## Data rows
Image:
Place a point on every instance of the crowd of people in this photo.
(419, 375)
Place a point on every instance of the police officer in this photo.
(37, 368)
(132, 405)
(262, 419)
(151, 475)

## Task instructions
Copy each of the items above word for word, keeping every line in its original order.

## Full output
Image:
Place a point on every instance of the crowd of people in this photo.
(419, 375)
Place a point on every instance of the police officer in this photo.
(37, 368)
(132, 405)
(262, 419)
(151, 475)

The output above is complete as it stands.